#### Do this
Write out everything in the listing from the line containing "Which spot lies innermost in each instance of the sunlight" down to the end of the listing, both ends included, and leave it unchanged except for the answer point coordinates. Multiply each of those coordinates by 0.55 and round to whole numbers, with halves rounded up, keeping every other number as it is.
>> Start Data to process
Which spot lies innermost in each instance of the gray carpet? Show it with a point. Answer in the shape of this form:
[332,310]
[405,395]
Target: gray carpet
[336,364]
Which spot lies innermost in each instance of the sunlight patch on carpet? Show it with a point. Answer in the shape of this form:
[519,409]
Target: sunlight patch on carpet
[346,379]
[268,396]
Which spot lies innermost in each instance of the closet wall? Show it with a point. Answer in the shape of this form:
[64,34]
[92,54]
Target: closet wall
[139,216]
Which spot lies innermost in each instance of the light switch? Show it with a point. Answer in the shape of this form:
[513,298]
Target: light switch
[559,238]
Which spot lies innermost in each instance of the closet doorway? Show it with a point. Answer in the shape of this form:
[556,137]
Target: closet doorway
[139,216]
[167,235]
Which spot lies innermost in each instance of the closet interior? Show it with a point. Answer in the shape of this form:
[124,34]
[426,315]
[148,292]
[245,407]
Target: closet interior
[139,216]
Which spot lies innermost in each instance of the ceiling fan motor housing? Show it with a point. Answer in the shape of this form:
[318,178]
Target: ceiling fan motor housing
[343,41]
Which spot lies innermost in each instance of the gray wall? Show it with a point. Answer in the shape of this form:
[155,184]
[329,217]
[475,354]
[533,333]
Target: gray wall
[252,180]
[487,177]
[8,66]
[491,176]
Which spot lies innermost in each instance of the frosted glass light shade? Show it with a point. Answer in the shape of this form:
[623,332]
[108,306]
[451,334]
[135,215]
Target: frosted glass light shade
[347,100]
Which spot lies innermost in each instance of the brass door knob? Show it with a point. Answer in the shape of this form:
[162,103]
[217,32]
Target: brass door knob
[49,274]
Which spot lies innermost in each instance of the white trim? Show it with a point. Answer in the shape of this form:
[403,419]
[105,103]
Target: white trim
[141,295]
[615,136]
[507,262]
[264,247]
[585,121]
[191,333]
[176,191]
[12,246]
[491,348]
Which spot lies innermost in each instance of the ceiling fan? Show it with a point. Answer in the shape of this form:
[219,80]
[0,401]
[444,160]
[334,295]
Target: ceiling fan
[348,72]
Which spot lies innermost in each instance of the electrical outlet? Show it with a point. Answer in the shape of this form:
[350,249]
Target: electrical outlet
>> End Data to process
#### Final result
Which spot lies innermost in each instance of the sunlight patch on carpet? Show it with a point. Answer in the shape of this form:
[519,409]
Target: sunlight patch on carpet
[190,208]
[147,218]
Which spot lies innermost in each instance of the closet wall? Show it with a point. Answer in the shape of this form:
[64,34]
[92,54]
Target: closet wall
[76,119]
Which spot lies innermost in each instance of the light switch? Show it with a point. Answer in the shape of this form:
[513,298]
Target: light switch
[307,131]
Which spot lies innermost in each instance of the closet doorway? Show it with a point. Answer in the shape of this form:
[556,137]
Target: closet doorway
[76,119]
[92,129]
Which spot lies innermost in each instance of the closet interior? Show it with a point. Answer in the shape of this form:
[124,34]
[426,315]
[148,292]
[245,407]
Target: closet interior
[76,119]
Which spot lies innermost in each instance of the ceiling fan motor housing? Show it with a point. Answer in the shape of this form:
[318,178]
Target: ceiling fan motor housing
[189,23]
Which spot lies innermost in each instance of the gray wall? Show it with a point. Answer in the shape of this form:
[155,184]
[329,217]
[475,354]
[533,333]
Target: gray wall
[139,99]
[268,97]
[4,36]
[270,97]
Which spot lies innermost in each instance of the frosted glass light shade? Show it with a point. Answer in the shape of this form:
[623,332]
[108,306]
[451,334]
[135,215]
Target: frosted glass light shade
[191,55]
Which spot lies innermost in each instance of the brass door knob? Show it with a point. Answer in the shape of this form:
[162,103]
[217,32]
Target: brass door knob
[27,151]
Which spot lies innermost in each instance of the white trim? Show it with a point. Answer in the shape of this form:
[403,419]
[105,103]
Target: white trim
[78,162]
[338,75]
[279,144]
[145,136]
[322,67]
[105,183]
[97,105]
[7,135]
[270,191]
Which spot lies innermost in each instance of the ceiling fan? Show it with a point. Answer in the shape of this form:
[219,80]
[0,401]
[444,160]
[334,295]
Target: ceiling fan
[191,40]
Which spot lies innermost in each instance of the electrical outlet? Show it with a point. Answer in the shape of this form:
[350,249]
Target: electrical outlet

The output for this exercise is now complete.